++++ Material for the task ++++

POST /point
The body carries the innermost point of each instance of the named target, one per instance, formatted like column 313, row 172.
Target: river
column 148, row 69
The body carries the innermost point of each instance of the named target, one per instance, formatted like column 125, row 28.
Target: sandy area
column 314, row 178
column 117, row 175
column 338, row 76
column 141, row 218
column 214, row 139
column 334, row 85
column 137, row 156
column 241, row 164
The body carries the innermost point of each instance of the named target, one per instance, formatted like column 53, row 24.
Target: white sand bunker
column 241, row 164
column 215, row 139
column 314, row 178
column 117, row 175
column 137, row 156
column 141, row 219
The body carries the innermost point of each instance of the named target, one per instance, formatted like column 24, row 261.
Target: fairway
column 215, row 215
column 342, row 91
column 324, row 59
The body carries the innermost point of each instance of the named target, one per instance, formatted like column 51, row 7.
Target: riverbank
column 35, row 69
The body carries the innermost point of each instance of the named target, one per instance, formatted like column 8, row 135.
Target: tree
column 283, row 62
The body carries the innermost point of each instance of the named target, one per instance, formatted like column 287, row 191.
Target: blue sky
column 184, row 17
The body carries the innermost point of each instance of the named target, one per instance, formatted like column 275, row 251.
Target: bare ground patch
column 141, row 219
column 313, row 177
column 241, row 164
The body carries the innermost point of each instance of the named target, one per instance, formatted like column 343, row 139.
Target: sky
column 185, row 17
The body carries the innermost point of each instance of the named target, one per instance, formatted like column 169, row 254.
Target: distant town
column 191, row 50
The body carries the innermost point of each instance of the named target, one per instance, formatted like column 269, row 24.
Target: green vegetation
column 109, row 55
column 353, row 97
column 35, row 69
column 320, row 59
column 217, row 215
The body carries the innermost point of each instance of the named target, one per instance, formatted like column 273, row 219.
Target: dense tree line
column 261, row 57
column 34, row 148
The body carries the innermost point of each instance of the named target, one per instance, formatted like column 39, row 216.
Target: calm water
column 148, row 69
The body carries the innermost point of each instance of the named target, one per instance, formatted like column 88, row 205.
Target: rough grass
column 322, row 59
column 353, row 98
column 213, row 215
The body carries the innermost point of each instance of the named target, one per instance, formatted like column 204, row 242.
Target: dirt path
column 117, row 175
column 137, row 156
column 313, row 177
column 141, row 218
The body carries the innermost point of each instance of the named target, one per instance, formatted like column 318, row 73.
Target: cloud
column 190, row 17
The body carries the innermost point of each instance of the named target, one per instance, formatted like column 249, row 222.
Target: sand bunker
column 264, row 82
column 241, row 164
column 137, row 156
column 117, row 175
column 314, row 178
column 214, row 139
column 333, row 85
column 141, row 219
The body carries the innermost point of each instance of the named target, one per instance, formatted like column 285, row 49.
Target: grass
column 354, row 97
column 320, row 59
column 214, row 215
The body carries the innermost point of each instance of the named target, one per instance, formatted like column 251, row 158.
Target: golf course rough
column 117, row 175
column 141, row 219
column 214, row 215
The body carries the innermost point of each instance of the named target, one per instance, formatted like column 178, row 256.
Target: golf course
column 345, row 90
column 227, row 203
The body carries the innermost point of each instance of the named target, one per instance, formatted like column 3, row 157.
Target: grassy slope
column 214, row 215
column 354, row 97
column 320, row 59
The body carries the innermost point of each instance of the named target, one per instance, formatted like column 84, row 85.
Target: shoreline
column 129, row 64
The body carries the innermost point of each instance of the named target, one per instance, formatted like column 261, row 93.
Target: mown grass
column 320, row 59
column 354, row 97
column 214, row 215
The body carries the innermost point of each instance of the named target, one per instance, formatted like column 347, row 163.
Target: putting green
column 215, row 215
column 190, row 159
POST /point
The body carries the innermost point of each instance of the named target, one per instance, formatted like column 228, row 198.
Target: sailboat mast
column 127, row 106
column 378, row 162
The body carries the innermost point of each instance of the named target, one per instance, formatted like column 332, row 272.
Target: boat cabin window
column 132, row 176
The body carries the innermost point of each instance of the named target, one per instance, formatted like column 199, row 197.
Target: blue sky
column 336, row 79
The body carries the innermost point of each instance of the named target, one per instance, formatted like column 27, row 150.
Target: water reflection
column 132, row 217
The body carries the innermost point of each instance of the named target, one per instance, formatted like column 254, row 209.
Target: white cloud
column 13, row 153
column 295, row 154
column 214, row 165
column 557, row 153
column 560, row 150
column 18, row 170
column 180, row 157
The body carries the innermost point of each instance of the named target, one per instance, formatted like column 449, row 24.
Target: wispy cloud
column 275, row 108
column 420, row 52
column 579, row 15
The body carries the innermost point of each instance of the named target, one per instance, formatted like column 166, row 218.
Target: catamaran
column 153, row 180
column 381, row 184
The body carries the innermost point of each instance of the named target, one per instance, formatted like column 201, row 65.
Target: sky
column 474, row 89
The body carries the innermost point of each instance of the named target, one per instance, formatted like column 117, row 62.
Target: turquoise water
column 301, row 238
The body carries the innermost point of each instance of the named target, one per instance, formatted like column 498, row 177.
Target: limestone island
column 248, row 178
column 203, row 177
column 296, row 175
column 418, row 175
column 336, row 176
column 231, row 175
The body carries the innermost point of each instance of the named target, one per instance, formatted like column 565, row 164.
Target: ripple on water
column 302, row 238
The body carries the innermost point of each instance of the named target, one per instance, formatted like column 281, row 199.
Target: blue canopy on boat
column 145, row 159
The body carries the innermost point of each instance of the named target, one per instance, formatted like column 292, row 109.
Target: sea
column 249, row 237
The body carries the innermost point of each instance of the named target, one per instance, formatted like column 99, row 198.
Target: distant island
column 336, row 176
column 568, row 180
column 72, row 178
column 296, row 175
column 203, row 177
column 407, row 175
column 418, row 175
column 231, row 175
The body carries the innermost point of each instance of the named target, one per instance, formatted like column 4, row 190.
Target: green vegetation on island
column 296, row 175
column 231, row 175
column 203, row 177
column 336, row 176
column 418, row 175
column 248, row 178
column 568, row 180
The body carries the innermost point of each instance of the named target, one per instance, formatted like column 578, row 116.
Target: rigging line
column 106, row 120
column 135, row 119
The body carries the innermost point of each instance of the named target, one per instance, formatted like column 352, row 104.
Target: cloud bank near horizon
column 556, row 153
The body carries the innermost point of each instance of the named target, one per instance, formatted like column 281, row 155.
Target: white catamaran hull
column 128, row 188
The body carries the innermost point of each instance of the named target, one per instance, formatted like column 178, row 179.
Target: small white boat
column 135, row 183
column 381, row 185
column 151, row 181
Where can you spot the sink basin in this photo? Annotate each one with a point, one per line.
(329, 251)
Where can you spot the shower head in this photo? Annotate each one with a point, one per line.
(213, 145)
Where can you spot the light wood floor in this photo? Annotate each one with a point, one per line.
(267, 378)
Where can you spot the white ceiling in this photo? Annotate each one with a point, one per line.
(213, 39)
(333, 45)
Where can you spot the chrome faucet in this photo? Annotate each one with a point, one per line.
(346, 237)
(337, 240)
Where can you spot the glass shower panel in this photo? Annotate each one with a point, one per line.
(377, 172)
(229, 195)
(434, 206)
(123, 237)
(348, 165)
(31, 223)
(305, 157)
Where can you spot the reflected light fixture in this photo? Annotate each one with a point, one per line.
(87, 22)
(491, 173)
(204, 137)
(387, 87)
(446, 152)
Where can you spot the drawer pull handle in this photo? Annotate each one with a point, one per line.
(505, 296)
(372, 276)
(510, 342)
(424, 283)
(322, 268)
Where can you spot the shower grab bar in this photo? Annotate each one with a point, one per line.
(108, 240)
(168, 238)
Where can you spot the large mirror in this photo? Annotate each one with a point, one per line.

++++

[Exercise requirements] Looking back over the data above, restate word for word the lines that begin at the line with "565, row 164." and end at the line with "281, row 155.", inclusive.

[Written reply]
The body carries the innermost point of each instance of the named target, one per instance, formatted like column 565, row 164.
Target: ripple on water
column 302, row 238
The body carries the innermost point of each instance of the named target, one per instance, formatted like column 281, row 199.
Target: blue canopy on boat
column 145, row 159
The body carries the innermost point of each instance of the named target, one per instance, formatted like column 292, row 109.
Target: sea
column 249, row 237
The body carries the innermost point of each instance of the named target, one per instance, formatted like column 99, row 198.
Target: distant island
column 336, row 176
column 568, row 180
column 72, row 178
column 296, row 175
column 203, row 177
column 407, row 175
column 418, row 175
column 231, row 175
The body carries the innermost point of each instance of the named target, one per instance, formatted like column 4, row 190.
Target: green vegetation on island
column 296, row 175
column 231, row 175
column 203, row 177
column 336, row 176
column 418, row 175
column 248, row 178
column 568, row 180
The body carries the innermost point of each instance of the named target, one per instance, formatted like column 578, row 116.
Target: rigging line
column 106, row 120
column 135, row 119
The body carries the innermost point of each instance of the named target, one per instance, formatted like column 352, row 104.
Target: cloud bank near horizon
column 556, row 153
The body carries the innermost point of each instance of the named target, one per instance, formatted like column 281, row 155.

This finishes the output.